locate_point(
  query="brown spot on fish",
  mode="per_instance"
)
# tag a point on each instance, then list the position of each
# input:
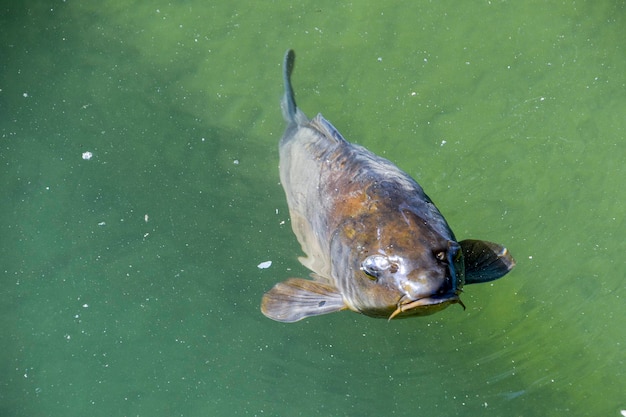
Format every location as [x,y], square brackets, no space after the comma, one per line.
[374,241]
* * *
Short exercise: Reproduce every line of the records above, requests included. Multiply each point coordinate in the answers by 2.25, round to whole numbers with halves going up, and omit the pictures.

Written reply:
locate_point(
  query="brown spot on fish",
  mode="per_instance"
)
# tag a point on each instance, then list the position of each
# input:
Format every location as [x,y], square brackets, no space after the comma, one per line.
[842,542]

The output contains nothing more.